■ WHAT YOU HAVE TO DO: From the line containing "cloud in the photo above." to the last line of the records below, retype every line exactly and output nothing else.

════

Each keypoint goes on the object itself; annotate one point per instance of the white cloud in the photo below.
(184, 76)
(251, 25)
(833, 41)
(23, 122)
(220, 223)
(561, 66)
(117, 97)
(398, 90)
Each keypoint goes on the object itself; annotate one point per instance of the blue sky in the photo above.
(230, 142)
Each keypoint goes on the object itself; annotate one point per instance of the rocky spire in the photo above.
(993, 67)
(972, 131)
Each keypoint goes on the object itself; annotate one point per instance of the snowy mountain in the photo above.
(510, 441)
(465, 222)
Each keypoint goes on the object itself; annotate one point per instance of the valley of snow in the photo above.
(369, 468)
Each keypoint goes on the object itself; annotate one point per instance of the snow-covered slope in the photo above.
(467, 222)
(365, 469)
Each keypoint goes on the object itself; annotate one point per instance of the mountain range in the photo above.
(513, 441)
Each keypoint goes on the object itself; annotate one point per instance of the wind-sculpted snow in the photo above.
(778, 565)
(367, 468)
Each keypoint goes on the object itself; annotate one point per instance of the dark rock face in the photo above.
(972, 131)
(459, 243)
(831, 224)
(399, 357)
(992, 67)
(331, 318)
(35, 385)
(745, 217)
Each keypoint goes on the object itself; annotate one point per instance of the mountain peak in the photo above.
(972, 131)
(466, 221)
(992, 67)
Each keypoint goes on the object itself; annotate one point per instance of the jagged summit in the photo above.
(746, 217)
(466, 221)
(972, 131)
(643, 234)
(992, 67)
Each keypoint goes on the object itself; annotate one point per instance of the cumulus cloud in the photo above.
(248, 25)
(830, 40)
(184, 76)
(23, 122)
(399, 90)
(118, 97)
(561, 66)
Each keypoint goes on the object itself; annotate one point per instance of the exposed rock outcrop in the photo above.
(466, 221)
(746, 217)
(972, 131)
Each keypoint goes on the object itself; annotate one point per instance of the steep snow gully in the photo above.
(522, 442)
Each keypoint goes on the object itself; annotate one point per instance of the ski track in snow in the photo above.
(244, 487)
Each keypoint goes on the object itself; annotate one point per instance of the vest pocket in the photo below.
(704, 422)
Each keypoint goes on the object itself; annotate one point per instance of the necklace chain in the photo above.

════

■ YOUR SOLUTION:
Each keypoint goes on the object itself; annotate one point per instance of the cumulus cloud in the photo above.
(248, 25)
(830, 40)
(184, 76)
(23, 122)
(399, 90)
(118, 97)
(561, 66)
Each keypoint goes on the object itself; annotate one point per instance of the exposed rock outcrop in the photo above.
(466, 221)
(746, 217)
(972, 131)
Each keypoint goes on the object itself; annotate one point per instance of the steep snow gully in the photo above.
(522, 442)
Each keypoint goes on the object itself; annotate one point per instance of the ski track in snow in the photo above.
(244, 487)
Each keypoint goes on the object itself; annotate one point per instance of the vest pocket in the photo below.
(704, 422)
Each keypoint goes on the object itself; annotate one point per instance of the necklace chain in the photo above.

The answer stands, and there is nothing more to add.